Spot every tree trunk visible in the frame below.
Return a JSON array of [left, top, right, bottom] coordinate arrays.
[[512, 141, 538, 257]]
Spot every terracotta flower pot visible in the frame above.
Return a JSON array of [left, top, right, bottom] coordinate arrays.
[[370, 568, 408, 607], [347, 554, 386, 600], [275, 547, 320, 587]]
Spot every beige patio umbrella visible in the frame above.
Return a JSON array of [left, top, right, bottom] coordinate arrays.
● ● ● ● ●
* _Required work_: Reproduce each of the items above word for word, with no changes.

* _Solution to this exercise_:
Spot every tree trunk visible in the frame below.
Return a JSON array of [left, top, right, bottom] coordinate arrays.
[[512, 141, 538, 257]]
Spot every terracotta flower pot visible in the frame above.
Return a JSON array of [left, top, right, bottom] coordinate arrays.
[[370, 568, 408, 607], [347, 554, 386, 600], [275, 547, 320, 587]]
Spot every beige patio umbrella visible in the frame above.
Return a JSON array of [left, top, right, bottom] coordinate arrays.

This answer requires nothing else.